--- start of TEXT BLOCK ---

The new Type A Rule would formalize “well-established” procedures that have been utilized by trustees in NRDAs, such as habitat equivalency analysis (HEA), resource equivalency analysis (REA), and other relatively simple models for assessing natural resource injury in incidents that do not warrant the more complex, prescriptive Type B procedures. The revamped Type A Rule is intended to be used when potentially responsible parties (PRPs) and the natural resource trustee agencies agree that the simplified procedures are appropriate for the site and can be performed cooperatively. The ORDA sought public input on what specific methodologies or procedures could be utilized under the revised Type A Rule. Commenters overwhelmingly support the modernization effort.
The ANPR also requested comments on how to expand Type A’s applicability. Commenters urged broader application of the Type A regulations to other environments (including non-aquatic environments) wherever the simplified assessment methods are appropriate, rather than only two specific aquatic environments. Recognizing that the amount of damages eligible for the Type A rebuttable presumption had not been adjusted since 1997, the ORDA also questioned whether that amount should be increased. Currently, damages calculated in accordance with the Type A procedures are entitled to a rebuttable presumption of correctness in any administrative or judicial proceeding, but the presumption is subject to a cap of $100,000. Most commenters—both industry and trustees—encouraged DOI to eliminate the monetary cap altogether, with others suggesting that if it remains in place, it should be increased into the millions. The ORDA also asked whether there should be a time limit to how long a Type A process could take, but commenters—on a bilateral basis—largely tried to dissuade the Office from prescribing a time limitation.

--- end of TEXT BLOCK ---
--- start of PROVIDED MATERIAL ---

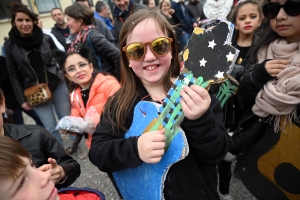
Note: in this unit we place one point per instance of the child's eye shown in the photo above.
(71, 69)
(82, 64)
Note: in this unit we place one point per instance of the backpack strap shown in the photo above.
(95, 53)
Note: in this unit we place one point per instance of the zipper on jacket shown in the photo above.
(26, 59)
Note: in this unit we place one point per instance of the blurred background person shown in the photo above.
(30, 62)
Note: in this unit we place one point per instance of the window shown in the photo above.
(4, 12)
(91, 2)
(45, 6)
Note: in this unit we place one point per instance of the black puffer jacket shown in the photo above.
(21, 73)
(109, 54)
(192, 178)
(41, 145)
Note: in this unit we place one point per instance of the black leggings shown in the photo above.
(224, 176)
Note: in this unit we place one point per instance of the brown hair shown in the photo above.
(17, 7)
(79, 11)
(130, 83)
(11, 162)
(162, 1)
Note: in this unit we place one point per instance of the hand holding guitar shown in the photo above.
(195, 101)
(151, 146)
(274, 67)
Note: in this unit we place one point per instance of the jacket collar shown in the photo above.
(15, 131)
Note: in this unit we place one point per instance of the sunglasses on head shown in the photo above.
(160, 47)
(272, 9)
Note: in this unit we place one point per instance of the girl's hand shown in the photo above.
(274, 67)
(195, 101)
(151, 146)
(26, 106)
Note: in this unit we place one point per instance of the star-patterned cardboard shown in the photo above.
(209, 51)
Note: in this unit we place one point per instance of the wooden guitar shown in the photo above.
(208, 59)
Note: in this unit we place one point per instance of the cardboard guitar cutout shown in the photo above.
(209, 58)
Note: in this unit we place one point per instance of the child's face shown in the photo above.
(285, 25)
(79, 70)
(151, 69)
(247, 19)
(73, 24)
(31, 184)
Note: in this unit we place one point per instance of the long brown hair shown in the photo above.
(10, 158)
(122, 101)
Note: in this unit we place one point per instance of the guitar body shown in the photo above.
(270, 169)
(147, 179)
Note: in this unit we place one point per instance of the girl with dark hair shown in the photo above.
(272, 89)
(105, 56)
(30, 62)
(149, 66)
(88, 87)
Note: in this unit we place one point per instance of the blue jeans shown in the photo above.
(61, 104)
(184, 38)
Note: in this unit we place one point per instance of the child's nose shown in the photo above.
(149, 55)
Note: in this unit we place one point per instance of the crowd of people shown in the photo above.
(107, 62)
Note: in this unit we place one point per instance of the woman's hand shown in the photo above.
(57, 172)
(151, 146)
(274, 67)
(195, 101)
(26, 106)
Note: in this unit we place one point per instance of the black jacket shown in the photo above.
(41, 145)
(251, 164)
(192, 178)
(21, 73)
(109, 54)
(56, 31)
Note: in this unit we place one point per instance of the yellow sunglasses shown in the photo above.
(160, 47)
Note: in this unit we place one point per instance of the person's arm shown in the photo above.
(251, 84)
(52, 149)
(207, 137)
(110, 151)
(13, 72)
(108, 51)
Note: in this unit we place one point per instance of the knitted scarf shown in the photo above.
(280, 96)
(31, 41)
(80, 38)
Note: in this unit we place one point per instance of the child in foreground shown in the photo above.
(149, 70)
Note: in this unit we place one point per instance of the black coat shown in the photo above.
(41, 145)
(192, 178)
(109, 54)
(259, 158)
(21, 73)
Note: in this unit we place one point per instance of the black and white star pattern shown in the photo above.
(210, 53)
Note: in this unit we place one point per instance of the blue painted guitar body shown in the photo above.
(132, 181)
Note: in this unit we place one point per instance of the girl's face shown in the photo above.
(247, 19)
(151, 69)
(285, 25)
(30, 184)
(165, 8)
(79, 70)
(73, 24)
(23, 23)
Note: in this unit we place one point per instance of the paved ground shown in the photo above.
(93, 178)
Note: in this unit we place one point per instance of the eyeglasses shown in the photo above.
(160, 47)
(272, 9)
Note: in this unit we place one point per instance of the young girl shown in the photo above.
(246, 17)
(19, 179)
(87, 87)
(272, 89)
(148, 74)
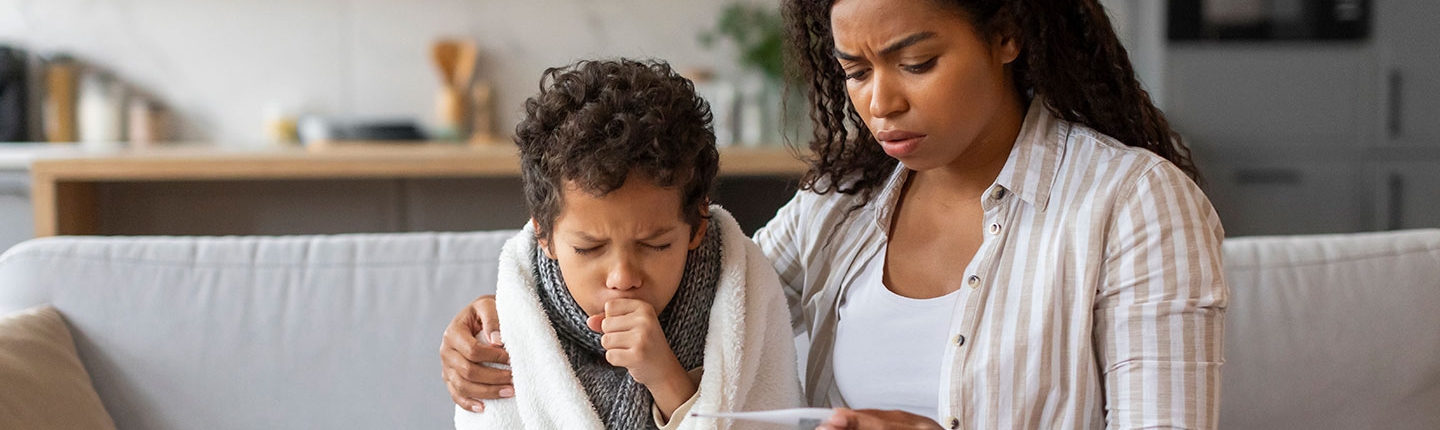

--- end of PROVIDED MATERIAL ---

- **TASKS TO COMPLETE**:
[1] Which topics does the passage on the revised Type A Rule say public comment was sought on? List each one.
[2] According to the passage on the revised Type A Rule, what cap currently applies to the rebuttable presumption of correctness for damages calculated under Type A procedures?
[3] Continue the passage on the revised Type A Rule from its final sentence.

- **THE REPLIES**:
[1]
- What specific methodologies or procedures could be used under the revised Type A Rule
- How to expand the applicability of Type A
- Whether the amount of damages eligible for the Type A rebuttable presumption should be increased
- Whether there should be a time limit on how long a Type A process could take

[2] The presumption is capped at $100,000.

[3]
At the November 15 Natural Resources Symposium in Washington, D.C., Emily Joseph, Director of ORDA, stated that the DOI is tracking to publish the proposed rule in Fall 2023, followed by a public comment period ending sometime in the winter and then a final rule in Spring 2024, which would take effect in Summer 2024. The last time DOI took action to update the rules, the effort stalled after 75 comments were submitted in response to its 2018 Advanced Notice of Proposed Rulemaking.